> **Texto extraído**
= = = = = = =
Pensamos que a ratificação não é obrigatória na hipótese de recusa pela autoridade competente já que é ato manifestamente ilícito devendo ser solenemente ignorado pelo restante dos servidores civilizados do órgão público.

A ordem judicial configura uma emergência nos termos do art. 75, VIII da lei Federal 14.133/21. Assim:

“VIII – nos casos de emergência ou de calamidade pública, quando caracterizada urgência de atendimento de situação que possa ocasionar prejuízo ou comprometer a continuidade dos serviços públicos ou a segurança de pessoas, obras, serviços, equipamentos e outros bens, públicos ou particulares, e somente para aquisição dos bens necessários ao atendimento da situação emergencial ou calamitosa e para as parcelas de obras e serviços que possam ser concluídas no prazo máximo de 1 (um) ano, contado da data de ocorrência da emergência ou da calamidade, vedadas a prorrogação dos respectivos contratos e a recontratação de empresa já contratada com base no disposto neste inciso;”

O caso configura emergência assim reconhecida por determinação judicial. A documentação necessária também tem peculiaridades decorrentes da situação de emergência judicial.

DOCUMENTOS NECESSÁRIOS

Os documentos necessários devem ser interpretados no sentido de que serão juntados aos autos do processo de dispensa desde que não inviabilize o cumprimento da ordem judicial.

Os documentos, respeitada a observação acima, são: Documento de formalização de demanda Termo de referência ou equivalente: projeto básico e/ou executivo. Também deve haver indicação dos recursos orçamentários e parecer jurídico.

O Estudo Técnico Preliminar não é necessário, em regra, pois é um instrumento de planejamento e a existência da ordem judicial é prova cabal da falta de planejamento do objeto da referida ordem. Não há muito sentido em planejar-se aquilo que foi imposto, exatamente, pela falta de planejamento.  Diríamos que seria uma espécie de hipocrisia institucionalizada e crist

Além disso deve haver compatibilidade com os preços de mercado, negativa de débitos e qualificação. Por fim: autorização da autoridade coatora.

Nenhum documento listado é obrigatório caso gere o descumprimento da ordem judicial.

Já tivemos oportunidade de escrever que pode haver contrato mesmo com certidões positivas de débito se for impossível cumprir tal formalidade.
= = = = = = =
> **Dados fornecidos**
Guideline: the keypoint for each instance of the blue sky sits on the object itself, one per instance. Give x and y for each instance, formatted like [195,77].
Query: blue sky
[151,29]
= = = = = = =
No texto sobre dispensa por emergência, reescreva o trecho que começa em "Nenhum documento listado" e termina em "cumprir tal formalidade.", trocando "ordem judicial" por "decisão judicial".

Nenhum documento listado é obrigatório caso gere o descumprimento da decisão judicial.

Já tivemos oportunidade de escrever que pode haver contrato mesmo com certidões positivas de débito se for impossível cumprir tal formalidade.